• **TASK TO COMPLETE**: For the entries below, the result should be an exact transcription of the lines from the one with "Query: fluffy ginger cat" up to and including the one with "[ ] a keypoint on each instance of the cat's head", and only those.

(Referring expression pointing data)
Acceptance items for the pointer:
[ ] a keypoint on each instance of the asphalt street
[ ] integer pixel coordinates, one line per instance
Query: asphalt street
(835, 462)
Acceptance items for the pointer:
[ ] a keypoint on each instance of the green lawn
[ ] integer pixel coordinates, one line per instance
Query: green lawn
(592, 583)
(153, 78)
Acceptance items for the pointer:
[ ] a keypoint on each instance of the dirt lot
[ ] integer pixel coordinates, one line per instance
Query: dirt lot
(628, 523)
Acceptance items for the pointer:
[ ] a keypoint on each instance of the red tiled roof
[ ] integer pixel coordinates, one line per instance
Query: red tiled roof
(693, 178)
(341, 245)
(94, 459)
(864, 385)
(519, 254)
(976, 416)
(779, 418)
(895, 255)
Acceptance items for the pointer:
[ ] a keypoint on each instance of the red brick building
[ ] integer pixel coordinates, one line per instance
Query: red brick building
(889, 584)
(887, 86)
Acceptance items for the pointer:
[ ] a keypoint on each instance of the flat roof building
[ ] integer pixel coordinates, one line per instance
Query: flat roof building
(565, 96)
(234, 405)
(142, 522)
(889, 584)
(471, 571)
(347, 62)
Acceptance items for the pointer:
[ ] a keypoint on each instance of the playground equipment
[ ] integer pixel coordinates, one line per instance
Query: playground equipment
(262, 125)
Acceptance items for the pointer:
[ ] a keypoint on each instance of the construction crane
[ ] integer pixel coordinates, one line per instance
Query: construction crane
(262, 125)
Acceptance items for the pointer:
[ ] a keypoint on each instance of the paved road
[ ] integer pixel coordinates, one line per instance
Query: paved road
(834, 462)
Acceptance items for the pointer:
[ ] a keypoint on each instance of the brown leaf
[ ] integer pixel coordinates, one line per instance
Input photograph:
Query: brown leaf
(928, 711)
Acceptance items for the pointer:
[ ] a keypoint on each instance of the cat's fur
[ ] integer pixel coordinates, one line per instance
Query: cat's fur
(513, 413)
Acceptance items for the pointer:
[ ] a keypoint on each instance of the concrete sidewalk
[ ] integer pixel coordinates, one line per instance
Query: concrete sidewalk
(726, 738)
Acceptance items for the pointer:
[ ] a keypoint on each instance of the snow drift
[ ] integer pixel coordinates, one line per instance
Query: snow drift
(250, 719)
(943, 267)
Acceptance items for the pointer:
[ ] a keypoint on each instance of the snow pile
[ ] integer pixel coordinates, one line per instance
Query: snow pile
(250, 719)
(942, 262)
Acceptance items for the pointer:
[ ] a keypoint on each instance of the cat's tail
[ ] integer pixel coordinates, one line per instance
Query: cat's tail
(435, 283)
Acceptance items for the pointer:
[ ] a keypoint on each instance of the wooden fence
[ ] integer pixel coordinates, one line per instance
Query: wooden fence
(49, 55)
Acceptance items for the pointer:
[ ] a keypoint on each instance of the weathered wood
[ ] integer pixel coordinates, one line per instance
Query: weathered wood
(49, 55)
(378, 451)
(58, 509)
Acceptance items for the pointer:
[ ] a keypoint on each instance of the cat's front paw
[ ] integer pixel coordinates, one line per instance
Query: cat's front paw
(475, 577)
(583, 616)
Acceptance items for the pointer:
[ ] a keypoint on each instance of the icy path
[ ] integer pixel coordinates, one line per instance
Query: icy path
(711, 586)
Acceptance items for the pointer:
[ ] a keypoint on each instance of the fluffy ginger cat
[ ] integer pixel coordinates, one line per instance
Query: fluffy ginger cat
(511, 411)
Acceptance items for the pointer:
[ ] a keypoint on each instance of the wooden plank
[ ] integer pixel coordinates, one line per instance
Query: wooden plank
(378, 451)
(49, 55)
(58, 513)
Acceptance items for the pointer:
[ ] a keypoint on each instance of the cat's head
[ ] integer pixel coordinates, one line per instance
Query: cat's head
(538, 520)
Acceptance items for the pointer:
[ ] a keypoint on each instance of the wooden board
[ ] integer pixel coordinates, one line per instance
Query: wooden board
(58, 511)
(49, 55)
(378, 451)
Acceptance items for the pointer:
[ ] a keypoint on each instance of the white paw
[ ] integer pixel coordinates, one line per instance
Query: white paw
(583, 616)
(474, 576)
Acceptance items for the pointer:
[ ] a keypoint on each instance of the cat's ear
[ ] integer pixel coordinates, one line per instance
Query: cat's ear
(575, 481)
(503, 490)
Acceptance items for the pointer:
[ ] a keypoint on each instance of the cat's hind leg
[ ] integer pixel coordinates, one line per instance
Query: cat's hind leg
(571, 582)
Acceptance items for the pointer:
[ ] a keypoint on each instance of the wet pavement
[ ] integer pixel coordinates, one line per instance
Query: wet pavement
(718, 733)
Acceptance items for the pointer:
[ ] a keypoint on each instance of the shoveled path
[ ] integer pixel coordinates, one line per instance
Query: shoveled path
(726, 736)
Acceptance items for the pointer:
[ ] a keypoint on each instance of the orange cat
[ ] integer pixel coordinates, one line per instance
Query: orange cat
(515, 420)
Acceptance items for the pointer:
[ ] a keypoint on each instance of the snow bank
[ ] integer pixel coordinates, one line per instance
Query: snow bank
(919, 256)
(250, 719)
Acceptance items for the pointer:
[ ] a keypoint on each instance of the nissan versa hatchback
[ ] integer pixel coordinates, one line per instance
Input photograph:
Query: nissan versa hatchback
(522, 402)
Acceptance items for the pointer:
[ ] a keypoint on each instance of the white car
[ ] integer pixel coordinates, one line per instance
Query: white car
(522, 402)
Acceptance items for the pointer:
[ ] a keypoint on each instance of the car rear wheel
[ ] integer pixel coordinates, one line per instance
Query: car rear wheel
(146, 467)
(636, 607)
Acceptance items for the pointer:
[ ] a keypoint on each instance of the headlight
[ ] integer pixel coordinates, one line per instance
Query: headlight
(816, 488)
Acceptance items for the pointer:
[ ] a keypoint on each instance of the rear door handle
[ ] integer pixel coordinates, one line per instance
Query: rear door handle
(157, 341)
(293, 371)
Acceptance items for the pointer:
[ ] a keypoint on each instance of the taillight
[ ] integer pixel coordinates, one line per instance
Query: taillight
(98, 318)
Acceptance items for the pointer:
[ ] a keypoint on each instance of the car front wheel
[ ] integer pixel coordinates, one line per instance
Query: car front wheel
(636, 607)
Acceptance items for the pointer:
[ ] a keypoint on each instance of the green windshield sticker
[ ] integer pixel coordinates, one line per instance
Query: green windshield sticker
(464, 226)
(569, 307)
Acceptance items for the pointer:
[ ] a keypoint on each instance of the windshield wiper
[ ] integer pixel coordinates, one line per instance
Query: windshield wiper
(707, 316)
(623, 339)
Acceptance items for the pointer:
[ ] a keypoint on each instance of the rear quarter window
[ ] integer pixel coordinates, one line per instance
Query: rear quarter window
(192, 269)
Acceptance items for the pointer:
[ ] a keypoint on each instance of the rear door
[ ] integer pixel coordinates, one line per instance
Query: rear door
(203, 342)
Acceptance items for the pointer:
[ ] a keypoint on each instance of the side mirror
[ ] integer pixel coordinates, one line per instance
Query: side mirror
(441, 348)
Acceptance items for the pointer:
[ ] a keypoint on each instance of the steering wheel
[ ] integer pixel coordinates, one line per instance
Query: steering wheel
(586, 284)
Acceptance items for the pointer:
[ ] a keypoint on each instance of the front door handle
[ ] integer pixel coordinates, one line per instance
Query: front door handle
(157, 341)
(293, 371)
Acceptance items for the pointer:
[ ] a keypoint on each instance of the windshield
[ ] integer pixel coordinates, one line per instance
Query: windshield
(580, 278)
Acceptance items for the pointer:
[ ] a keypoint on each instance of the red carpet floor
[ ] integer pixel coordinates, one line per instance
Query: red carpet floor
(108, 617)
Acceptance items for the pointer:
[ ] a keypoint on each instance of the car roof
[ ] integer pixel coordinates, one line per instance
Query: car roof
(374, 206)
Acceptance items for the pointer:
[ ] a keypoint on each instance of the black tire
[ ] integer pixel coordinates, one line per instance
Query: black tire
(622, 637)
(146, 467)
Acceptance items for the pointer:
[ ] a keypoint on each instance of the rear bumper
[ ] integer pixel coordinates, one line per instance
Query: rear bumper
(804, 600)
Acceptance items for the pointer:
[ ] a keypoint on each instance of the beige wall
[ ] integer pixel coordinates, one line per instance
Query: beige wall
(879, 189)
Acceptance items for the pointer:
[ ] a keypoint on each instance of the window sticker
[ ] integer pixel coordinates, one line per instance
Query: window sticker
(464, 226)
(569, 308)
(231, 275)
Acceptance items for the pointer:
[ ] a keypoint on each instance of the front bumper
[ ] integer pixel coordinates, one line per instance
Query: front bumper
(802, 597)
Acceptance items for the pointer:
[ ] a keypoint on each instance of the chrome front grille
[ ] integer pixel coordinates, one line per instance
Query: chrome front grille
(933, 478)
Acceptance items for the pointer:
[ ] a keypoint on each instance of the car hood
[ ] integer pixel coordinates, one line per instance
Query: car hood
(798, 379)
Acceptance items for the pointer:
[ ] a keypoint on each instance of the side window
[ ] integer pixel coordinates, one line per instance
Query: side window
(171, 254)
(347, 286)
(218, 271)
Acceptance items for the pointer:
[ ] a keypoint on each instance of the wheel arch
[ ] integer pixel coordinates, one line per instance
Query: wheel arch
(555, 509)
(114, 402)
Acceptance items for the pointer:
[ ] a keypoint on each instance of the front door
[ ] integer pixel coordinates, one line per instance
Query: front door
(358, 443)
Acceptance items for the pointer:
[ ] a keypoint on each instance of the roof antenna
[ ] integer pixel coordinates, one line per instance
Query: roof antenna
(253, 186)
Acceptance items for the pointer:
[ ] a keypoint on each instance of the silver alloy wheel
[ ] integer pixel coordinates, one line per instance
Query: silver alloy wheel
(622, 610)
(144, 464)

• **TASK SOLUTION**:
Query: fluffy ginger cat
(511, 411)
Acceptance items for the pointer:
[ ] a keypoint on each instance of the wooden plank
[ ] integer pixel coordinates, one line per instance
Query: wooden plank
(378, 451)
(49, 55)
(58, 513)
Acceptance items for the pointer:
[ ] a keypoint on each instance of the cat's head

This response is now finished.